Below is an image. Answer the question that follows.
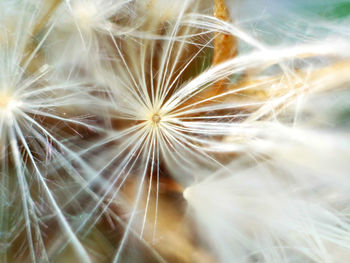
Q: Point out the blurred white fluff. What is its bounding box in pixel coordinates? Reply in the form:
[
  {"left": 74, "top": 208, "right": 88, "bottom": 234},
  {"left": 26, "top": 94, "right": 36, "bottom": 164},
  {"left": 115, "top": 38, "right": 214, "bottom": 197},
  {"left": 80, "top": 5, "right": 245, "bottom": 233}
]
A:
[{"left": 184, "top": 94, "right": 350, "bottom": 263}]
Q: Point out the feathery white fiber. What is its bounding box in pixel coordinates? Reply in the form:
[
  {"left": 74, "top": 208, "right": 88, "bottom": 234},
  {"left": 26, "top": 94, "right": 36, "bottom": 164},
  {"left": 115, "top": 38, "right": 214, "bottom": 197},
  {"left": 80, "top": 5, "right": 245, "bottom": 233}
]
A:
[{"left": 0, "top": 0, "right": 350, "bottom": 263}]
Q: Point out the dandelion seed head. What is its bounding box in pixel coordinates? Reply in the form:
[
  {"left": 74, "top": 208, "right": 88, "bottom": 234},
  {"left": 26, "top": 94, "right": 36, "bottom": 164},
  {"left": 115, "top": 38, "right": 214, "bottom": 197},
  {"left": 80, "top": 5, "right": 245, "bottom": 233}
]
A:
[{"left": 152, "top": 113, "right": 162, "bottom": 125}]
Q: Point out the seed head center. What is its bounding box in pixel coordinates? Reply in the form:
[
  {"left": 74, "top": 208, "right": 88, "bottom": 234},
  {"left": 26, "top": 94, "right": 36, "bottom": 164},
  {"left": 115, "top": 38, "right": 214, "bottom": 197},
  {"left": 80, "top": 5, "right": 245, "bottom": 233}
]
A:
[{"left": 152, "top": 113, "right": 162, "bottom": 124}]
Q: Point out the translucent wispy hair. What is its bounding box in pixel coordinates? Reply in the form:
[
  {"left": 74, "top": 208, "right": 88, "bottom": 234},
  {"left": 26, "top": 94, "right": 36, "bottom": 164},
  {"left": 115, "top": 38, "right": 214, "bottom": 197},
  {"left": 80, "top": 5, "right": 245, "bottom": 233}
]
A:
[
  {"left": 0, "top": 0, "right": 100, "bottom": 262},
  {"left": 184, "top": 118, "right": 350, "bottom": 263},
  {"left": 82, "top": 2, "right": 349, "bottom": 262}
]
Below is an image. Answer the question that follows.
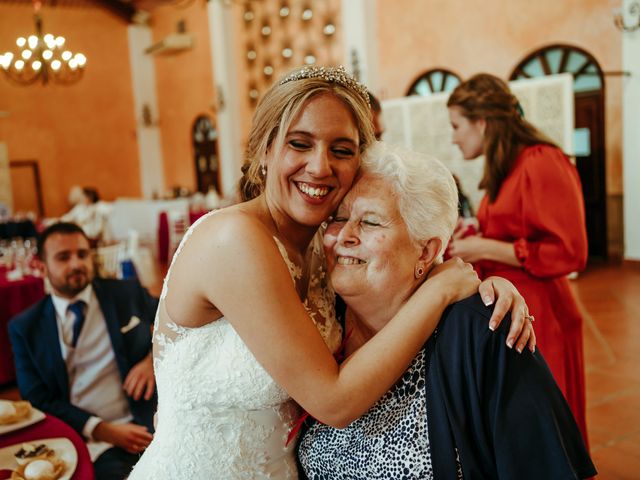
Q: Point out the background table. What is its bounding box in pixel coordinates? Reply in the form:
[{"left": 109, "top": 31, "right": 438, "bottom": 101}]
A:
[
  {"left": 0, "top": 271, "right": 44, "bottom": 385},
  {"left": 0, "top": 415, "right": 95, "bottom": 480}
]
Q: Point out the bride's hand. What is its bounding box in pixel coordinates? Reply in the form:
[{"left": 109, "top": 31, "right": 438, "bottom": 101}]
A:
[
  {"left": 424, "top": 257, "right": 480, "bottom": 304},
  {"left": 478, "top": 277, "right": 536, "bottom": 352}
]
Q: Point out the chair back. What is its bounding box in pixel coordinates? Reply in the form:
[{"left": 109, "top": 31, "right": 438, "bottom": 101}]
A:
[{"left": 94, "top": 242, "right": 127, "bottom": 278}]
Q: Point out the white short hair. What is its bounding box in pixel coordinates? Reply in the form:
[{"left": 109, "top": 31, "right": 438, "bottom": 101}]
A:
[{"left": 361, "top": 142, "right": 458, "bottom": 256}]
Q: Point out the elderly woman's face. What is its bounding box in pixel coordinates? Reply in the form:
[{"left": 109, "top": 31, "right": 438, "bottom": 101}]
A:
[
  {"left": 324, "top": 174, "right": 422, "bottom": 297},
  {"left": 266, "top": 94, "right": 360, "bottom": 231}
]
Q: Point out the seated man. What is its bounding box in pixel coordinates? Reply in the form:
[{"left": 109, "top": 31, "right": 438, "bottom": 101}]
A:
[{"left": 9, "top": 223, "right": 157, "bottom": 480}]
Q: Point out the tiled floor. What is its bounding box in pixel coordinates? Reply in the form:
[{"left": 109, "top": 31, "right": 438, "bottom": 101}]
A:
[
  {"left": 573, "top": 264, "right": 640, "bottom": 480},
  {"left": 0, "top": 264, "right": 640, "bottom": 480}
]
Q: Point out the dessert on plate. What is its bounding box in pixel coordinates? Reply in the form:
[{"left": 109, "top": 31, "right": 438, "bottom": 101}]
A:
[
  {"left": 0, "top": 400, "right": 31, "bottom": 425},
  {"left": 11, "top": 443, "right": 66, "bottom": 480}
]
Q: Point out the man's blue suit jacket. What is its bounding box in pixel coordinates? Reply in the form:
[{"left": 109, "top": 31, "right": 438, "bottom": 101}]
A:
[{"left": 9, "top": 279, "right": 158, "bottom": 435}]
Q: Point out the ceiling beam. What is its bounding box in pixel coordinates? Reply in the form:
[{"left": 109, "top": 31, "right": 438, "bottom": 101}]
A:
[{"left": 96, "top": 0, "right": 137, "bottom": 23}]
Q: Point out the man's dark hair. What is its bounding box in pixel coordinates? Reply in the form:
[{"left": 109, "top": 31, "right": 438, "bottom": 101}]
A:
[
  {"left": 38, "top": 222, "right": 89, "bottom": 260},
  {"left": 367, "top": 90, "right": 382, "bottom": 113}
]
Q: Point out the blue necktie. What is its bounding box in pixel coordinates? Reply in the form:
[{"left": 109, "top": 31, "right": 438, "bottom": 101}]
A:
[{"left": 67, "top": 300, "right": 87, "bottom": 348}]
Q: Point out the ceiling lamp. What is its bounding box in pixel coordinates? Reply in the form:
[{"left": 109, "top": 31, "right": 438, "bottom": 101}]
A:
[
  {"left": 0, "top": 2, "right": 87, "bottom": 85},
  {"left": 613, "top": 0, "right": 640, "bottom": 32}
]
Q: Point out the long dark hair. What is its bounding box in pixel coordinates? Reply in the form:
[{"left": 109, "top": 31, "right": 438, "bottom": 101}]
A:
[{"left": 447, "top": 73, "right": 559, "bottom": 202}]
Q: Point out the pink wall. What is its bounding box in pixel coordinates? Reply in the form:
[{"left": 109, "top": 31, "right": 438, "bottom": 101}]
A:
[
  {"left": 0, "top": 0, "right": 623, "bottom": 215},
  {"left": 377, "top": 0, "right": 622, "bottom": 194},
  {"left": 0, "top": 3, "right": 140, "bottom": 216}
]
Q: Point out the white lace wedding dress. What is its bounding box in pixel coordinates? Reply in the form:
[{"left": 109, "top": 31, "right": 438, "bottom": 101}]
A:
[{"left": 129, "top": 215, "right": 342, "bottom": 480}]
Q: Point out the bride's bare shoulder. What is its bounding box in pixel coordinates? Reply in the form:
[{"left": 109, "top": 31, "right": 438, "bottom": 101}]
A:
[{"left": 185, "top": 202, "right": 273, "bottom": 250}]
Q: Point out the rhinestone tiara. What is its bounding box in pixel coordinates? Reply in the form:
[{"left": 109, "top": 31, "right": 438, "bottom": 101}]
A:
[{"left": 278, "top": 65, "right": 371, "bottom": 106}]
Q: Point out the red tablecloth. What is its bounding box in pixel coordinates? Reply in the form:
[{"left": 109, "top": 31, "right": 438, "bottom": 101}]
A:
[
  {"left": 0, "top": 272, "right": 44, "bottom": 385},
  {"left": 0, "top": 415, "right": 95, "bottom": 480}
]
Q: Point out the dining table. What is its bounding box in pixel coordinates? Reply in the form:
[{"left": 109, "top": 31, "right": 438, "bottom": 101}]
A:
[
  {"left": 0, "top": 414, "right": 95, "bottom": 480},
  {"left": 0, "top": 268, "right": 45, "bottom": 385}
]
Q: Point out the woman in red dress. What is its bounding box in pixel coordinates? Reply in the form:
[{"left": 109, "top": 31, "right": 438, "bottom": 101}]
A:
[{"left": 447, "top": 74, "right": 587, "bottom": 442}]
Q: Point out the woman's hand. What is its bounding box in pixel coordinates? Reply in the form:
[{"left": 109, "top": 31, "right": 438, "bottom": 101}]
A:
[
  {"left": 424, "top": 257, "right": 480, "bottom": 304},
  {"left": 478, "top": 277, "right": 536, "bottom": 353}
]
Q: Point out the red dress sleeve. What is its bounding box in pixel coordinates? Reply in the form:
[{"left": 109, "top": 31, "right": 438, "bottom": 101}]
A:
[{"left": 514, "top": 145, "right": 588, "bottom": 277}]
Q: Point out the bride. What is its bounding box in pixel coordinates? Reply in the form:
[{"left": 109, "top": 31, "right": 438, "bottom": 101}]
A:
[{"left": 129, "top": 67, "right": 534, "bottom": 480}]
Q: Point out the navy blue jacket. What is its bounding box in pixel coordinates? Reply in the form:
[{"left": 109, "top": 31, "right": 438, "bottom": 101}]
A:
[
  {"left": 299, "top": 294, "right": 596, "bottom": 480},
  {"left": 425, "top": 295, "right": 596, "bottom": 480},
  {"left": 9, "top": 279, "right": 158, "bottom": 435}
]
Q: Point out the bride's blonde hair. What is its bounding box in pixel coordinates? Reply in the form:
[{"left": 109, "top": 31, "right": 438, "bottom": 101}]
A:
[{"left": 239, "top": 67, "right": 375, "bottom": 201}]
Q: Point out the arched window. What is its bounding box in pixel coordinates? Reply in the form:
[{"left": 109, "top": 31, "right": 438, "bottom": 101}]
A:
[
  {"left": 407, "top": 68, "right": 460, "bottom": 97},
  {"left": 511, "top": 45, "right": 608, "bottom": 258},
  {"left": 511, "top": 45, "right": 604, "bottom": 93}
]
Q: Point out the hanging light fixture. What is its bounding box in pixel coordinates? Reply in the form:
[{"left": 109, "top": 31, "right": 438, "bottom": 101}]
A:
[
  {"left": 0, "top": 1, "right": 87, "bottom": 85},
  {"left": 613, "top": 0, "right": 640, "bottom": 32}
]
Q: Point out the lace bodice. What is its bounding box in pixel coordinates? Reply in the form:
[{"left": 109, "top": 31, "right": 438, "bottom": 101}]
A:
[{"left": 130, "top": 214, "right": 342, "bottom": 480}]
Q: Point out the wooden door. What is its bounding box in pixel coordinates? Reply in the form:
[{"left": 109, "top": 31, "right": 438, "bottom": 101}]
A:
[{"left": 575, "top": 91, "right": 608, "bottom": 259}]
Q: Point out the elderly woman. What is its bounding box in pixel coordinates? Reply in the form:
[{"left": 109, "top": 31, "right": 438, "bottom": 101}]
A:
[{"left": 299, "top": 143, "right": 595, "bottom": 479}]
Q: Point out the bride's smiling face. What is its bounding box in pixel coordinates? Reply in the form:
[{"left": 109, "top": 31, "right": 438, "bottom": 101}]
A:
[
  {"left": 266, "top": 93, "right": 360, "bottom": 227},
  {"left": 323, "top": 174, "right": 422, "bottom": 303}
]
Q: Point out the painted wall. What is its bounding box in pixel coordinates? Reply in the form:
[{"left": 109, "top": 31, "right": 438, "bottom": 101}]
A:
[
  {"left": 623, "top": 0, "right": 640, "bottom": 262},
  {"left": 376, "top": 0, "right": 622, "bottom": 194},
  {"left": 151, "top": 2, "right": 216, "bottom": 190},
  {"left": 0, "top": 3, "right": 140, "bottom": 216}
]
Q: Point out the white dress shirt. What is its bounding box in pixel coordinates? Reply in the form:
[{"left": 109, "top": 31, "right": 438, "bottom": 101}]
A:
[{"left": 51, "top": 284, "right": 133, "bottom": 461}]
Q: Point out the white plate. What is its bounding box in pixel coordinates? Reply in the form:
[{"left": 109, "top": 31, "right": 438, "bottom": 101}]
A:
[
  {"left": 0, "top": 407, "right": 45, "bottom": 435},
  {"left": 0, "top": 437, "right": 78, "bottom": 480}
]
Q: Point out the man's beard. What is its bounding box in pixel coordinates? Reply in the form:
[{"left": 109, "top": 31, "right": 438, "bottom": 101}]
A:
[{"left": 53, "top": 269, "right": 91, "bottom": 297}]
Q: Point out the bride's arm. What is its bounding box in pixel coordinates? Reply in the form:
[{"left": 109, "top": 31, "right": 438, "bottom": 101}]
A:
[{"left": 195, "top": 215, "right": 479, "bottom": 427}]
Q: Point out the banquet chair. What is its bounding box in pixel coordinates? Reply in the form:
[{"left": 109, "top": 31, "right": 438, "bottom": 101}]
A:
[
  {"left": 167, "top": 210, "right": 189, "bottom": 262},
  {"left": 94, "top": 242, "right": 127, "bottom": 278}
]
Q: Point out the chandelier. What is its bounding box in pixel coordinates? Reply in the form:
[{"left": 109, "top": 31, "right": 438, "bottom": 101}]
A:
[
  {"left": 613, "top": 0, "right": 640, "bottom": 32},
  {"left": 0, "top": 2, "right": 87, "bottom": 85}
]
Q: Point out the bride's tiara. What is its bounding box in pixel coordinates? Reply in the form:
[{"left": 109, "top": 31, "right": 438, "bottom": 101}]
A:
[{"left": 278, "top": 65, "right": 371, "bottom": 106}]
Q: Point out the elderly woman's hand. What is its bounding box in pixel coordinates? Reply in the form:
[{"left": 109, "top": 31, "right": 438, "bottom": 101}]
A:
[{"left": 478, "top": 277, "right": 536, "bottom": 352}]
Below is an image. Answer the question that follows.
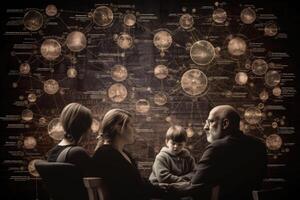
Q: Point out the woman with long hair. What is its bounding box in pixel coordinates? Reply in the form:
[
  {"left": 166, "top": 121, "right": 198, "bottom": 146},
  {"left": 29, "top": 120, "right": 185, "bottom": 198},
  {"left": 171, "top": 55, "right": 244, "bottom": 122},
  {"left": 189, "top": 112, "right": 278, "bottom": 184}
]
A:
[
  {"left": 48, "top": 103, "right": 92, "bottom": 175},
  {"left": 93, "top": 109, "right": 163, "bottom": 200}
]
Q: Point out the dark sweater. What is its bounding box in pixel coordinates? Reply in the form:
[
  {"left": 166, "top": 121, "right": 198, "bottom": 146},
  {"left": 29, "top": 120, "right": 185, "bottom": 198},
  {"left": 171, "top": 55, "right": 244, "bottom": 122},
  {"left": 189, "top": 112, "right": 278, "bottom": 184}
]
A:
[{"left": 149, "top": 147, "right": 195, "bottom": 183}]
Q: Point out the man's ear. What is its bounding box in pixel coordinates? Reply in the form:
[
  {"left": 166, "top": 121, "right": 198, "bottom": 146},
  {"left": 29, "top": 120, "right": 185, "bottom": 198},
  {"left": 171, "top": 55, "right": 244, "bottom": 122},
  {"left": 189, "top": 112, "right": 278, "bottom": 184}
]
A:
[{"left": 222, "top": 118, "right": 230, "bottom": 129}]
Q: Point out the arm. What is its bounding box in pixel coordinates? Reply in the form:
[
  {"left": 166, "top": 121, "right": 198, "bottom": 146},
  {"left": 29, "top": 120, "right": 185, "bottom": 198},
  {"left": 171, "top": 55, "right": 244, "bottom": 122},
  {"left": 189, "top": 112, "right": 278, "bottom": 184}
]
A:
[{"left": 152, "top": 156, "right": 184, "bottom": 183}]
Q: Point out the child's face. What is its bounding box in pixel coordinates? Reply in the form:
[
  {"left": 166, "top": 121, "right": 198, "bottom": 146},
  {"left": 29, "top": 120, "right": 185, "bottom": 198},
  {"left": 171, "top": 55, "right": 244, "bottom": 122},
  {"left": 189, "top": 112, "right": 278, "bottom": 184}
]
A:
[{"left": 166, "top": 140, "right": 185, "bottom": 155}]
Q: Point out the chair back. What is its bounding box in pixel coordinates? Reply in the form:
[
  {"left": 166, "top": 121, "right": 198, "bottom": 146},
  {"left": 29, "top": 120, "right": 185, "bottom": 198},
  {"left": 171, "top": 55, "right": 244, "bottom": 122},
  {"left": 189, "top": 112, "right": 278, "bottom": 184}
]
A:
[
  {"left": 35, "top": 161, "right": 88, "bottom": 200},
  {"left": 83, "top": 177, "right": 109, "bottom": 200},
  {"left": 252, "top": 187, "right": 286, "bottom": 200}
]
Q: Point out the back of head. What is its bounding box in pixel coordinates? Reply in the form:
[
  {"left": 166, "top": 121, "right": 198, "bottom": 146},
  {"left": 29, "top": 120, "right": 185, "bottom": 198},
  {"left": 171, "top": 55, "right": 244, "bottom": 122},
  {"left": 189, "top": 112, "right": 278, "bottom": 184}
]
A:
[
  {"left": 96, "top": 108, "right": 131, "bottom": 149},
  {"left": 211, "top": 105, "right": 241, "bottom": 133},
  {"left": 60, "top": 103, "right": 92, "bottom": 142},
  {"left": 166, "top": 125, "right": 187, "bottom": 142}
]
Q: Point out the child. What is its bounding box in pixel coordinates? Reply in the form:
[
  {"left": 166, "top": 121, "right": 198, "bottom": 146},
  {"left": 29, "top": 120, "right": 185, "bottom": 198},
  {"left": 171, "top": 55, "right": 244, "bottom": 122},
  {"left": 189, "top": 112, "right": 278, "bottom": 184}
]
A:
[{"left": 149, "top": 125, "right": 195, "bottom": 184}]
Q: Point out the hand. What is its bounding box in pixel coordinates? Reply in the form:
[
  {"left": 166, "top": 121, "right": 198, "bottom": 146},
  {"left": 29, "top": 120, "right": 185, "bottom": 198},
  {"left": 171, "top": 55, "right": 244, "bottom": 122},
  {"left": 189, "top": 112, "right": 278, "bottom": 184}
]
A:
[
  {"left": 158, "top": 183, "right": 169, "bottom": 190},
  {"left": 169, "top": 181, "right": 191, "bottom": 190}
]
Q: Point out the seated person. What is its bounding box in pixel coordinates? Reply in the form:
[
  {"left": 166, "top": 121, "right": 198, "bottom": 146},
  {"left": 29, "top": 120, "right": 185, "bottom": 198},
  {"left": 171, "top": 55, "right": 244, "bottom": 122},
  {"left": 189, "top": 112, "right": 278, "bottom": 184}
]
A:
[
  {"left": 93, "top": 109, "right": 163, "bottom": 200},
  {"left": 48, "top": 103, "right": 92, "bottom": 176},
  {"left": 149, "top": 125, "right": 195, "bottom": 184}
]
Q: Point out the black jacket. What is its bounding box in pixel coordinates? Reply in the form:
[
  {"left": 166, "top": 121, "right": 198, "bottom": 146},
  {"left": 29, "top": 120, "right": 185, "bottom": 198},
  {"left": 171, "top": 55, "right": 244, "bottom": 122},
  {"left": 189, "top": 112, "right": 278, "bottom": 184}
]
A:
[{"left": 176, "top": 133, "right": 267, "bottom": 200}]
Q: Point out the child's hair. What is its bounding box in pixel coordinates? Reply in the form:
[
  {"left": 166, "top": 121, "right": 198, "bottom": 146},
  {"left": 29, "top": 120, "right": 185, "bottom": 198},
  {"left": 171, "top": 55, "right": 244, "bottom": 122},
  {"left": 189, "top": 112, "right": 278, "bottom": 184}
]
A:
[{"left": 166, "top": 125, "right": 187, "bottom": 142}]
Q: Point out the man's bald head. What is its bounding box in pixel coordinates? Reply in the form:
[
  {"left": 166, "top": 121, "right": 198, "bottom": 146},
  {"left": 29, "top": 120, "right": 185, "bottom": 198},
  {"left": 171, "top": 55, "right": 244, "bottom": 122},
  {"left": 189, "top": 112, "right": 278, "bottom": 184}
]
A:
[{"left": 210, "top": 105, "right": 241, "bottom": 130}]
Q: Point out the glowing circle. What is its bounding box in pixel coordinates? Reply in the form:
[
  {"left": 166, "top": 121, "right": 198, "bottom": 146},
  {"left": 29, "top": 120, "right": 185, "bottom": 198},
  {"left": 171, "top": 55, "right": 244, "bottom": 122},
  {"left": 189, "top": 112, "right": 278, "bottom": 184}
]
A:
[
  {"left": 181, "top": 69, "right": 208, "bottom": 96},
  {"left": 41, "top": 39, "right": 61, "bottom": 61},
  {"left": 48, "top": 118, "right": 65, "bottom": 141},
  {"left": 111, "top": 65, "right": 128, "bottom": 82},
  {"left": 179, "top": 14, "right": 194, "bottom": 29},
  {"left": 235, "top": 72, "right": 248, "bottom": 85},
  {"left": 154, "top": 92, "right": 168, "bottom": 106},
  {"left": 266, "top": 134, "right": 283, "bottom": 151},
  {"left": 212, "top": 8, "right": 227, "bottom": 24},
  {"left": 190, "top": 40, "right": 216, "bottom": 65},
  {"left": 135, "top": 99, "right": 150, "bottom": 113},
  {"left": 27, "top": 159, "right": 41, "bottom": 177},
  {"left": 240, "top": 8, "right": 256, "bottom": 24},
  {"left": 108, "top": 83, "right": 127, "bottom": 103},
  {"left": 264, "top": 22, "right": 278, "bottom": 37},
  {"left": 153, "top": 31, "right": 173, "bottom": 51},
  {"left": 272, "top": 87, "right": 281, "bottom": 97},
  {"left": 19, "top": 63, "right": 30, "bottom": 75},
  {"left": 117, "top": 33, "right": 133, "bottom": 49},
  {"left": 124, "top": 13, "right": 136, "bottom": 27},
  {"left": 252, "top": 59, "right": 268, "bottom": 76},
  {"left": 23, "top": 136, "right": 37, "bottom": 149},
  {"left": 23, "top": 10, "right": 43, "bottom": 31},
  {"left": 259, "top": 90, "right": 269, "bottom": 101},
  {"left": 227, "top": 37, "right": 247, "bottom": 56},
  {"left": 27, "top": 93, "right": 36, "bottom": 103},
  {"left": 154, "top": 65, "right": 169, "bottom": 79},
  {"left": 93, "top": 6, "right": 114, "bottom": 26},
  {"left": 67, "top": 67, "right": 77, "bottom": 78},
  {"left": 45, "top": 4, "right": 57, "bottom": 17},
  {"left": 265, "top": 70, "right": 281, "bottom": 87},
  {"left": 44, "top": 79, "right": 59, "bottom": 94},
  {"left": 66, "top": 31, "right": 87, "bottom": 52},
  {"left": 21, "top": 109, "right": 33, "bottom": 122},
  {"left": 244, "top": 107, "right": 262, "bottom": 125}
]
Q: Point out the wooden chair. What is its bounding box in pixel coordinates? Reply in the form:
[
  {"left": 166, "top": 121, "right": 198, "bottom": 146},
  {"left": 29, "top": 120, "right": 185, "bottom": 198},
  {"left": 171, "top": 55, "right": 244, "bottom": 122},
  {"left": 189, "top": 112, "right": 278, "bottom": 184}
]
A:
[{"left": 83, "top": 177, "right": 109, "bottom": 200}]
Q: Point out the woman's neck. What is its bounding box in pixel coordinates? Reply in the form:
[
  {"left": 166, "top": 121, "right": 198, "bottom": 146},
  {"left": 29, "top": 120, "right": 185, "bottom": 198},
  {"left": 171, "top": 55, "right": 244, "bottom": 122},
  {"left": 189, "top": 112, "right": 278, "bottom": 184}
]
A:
[{"left": 103, "top": 140, "right": 125, "bottom": 152}]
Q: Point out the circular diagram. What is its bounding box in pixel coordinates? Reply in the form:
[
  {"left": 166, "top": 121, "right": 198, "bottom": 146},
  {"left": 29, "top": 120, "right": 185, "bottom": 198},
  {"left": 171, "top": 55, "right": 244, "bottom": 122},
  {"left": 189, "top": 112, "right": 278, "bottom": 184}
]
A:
[
  {"left": 179, "top": 14, "right": 194, "bottom": 29},
  {"left": 108, "top": 83, "right": 127, "bottom": 103},
  {"left": 23, "top": 136, "right": 37, "bottom": 149},
  {"left": 252, "top": 59, "right": 268, "bottom": 76},
  {"left": 45, "top": 4, "right": 57, "bottom": 17},
  {"left": 135, "top": 99, "right": 150, "bottom": 114},
  {"left": 41, "top": 39, "right": 61, "bottom": 61},
  {"left": 240, "top": 8, "right": 256, "bottom": 24},
  {"left": 212, "top": 8, "right": 227, "bottom": 24},
  {"left": 111, "top": 65, "right": 128, "bottom": 82},
  {"left": 66, "top": 31, "right": 87, "bottom": 52},
  {"left": 23, "top": 10, "right": 44, "bottom": 31},
  {"left": 21, "top": 109, "right": 33, "bottom": 122},
  {"left": 190, "top": 40, "right": 216, "bottom": 65},
  {"left": 93, "top": 6, "right": 114, "bottom": 27},
  {"left": 117, "top": 33, "right": 133, "bottom": 49},
  {"left": 124, "top": 13, "right": 136, "bottom": 27},
  {"left": 19, "top": 63, "right": 30, "bottom": 75},
  {"left": 154, "top": 65, "right": 169, "bottom": 79},
  {"left": 181, "top": 69, "right": 208, "bottom": 96},
  {"left": 44, "top": 79, "right": 59, "bottom": 94},
  {"left": 244, "top": 107, "right": 262, "bottom": 125},
  {"left": 235, "top": 72, "right": 248, "bottom": 85},
  {"left": 227, "top": 37, "right": 247, "bottom": 56},
  {"left": 265, "top": 70, "right": 281, "bottom": 87},
  {"left": 266, "top": 134, "right": 282, "bottom": 151},
  {"left": 153, "top": 31, "right": 173, "bottom": 51},
  {"left": 154, "top": 92, "right": 168, "bottom": 106}
]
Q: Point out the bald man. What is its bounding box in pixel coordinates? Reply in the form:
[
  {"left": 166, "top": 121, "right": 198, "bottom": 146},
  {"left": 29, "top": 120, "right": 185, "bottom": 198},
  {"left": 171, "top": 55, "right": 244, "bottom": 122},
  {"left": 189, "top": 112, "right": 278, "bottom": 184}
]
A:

________________

Retype exactly the lines from the one containing "Q: Point out the bald" through the last line of the records above, including both.

Q: Point out the bald man. What is its bounding box in pixel coordinates? Reply in the form:
[
  {"left": 166, "top": 121, "right": 198, "bottom": 146},
  {"left": 29, "top": 120, "right": 185, "bottom": 198},
  {"left": 171, "top": 55, "right": 244, "bottom": 122},
  {"left": 189, "top": 112, "right": 278, "bottom": 184}
]
A:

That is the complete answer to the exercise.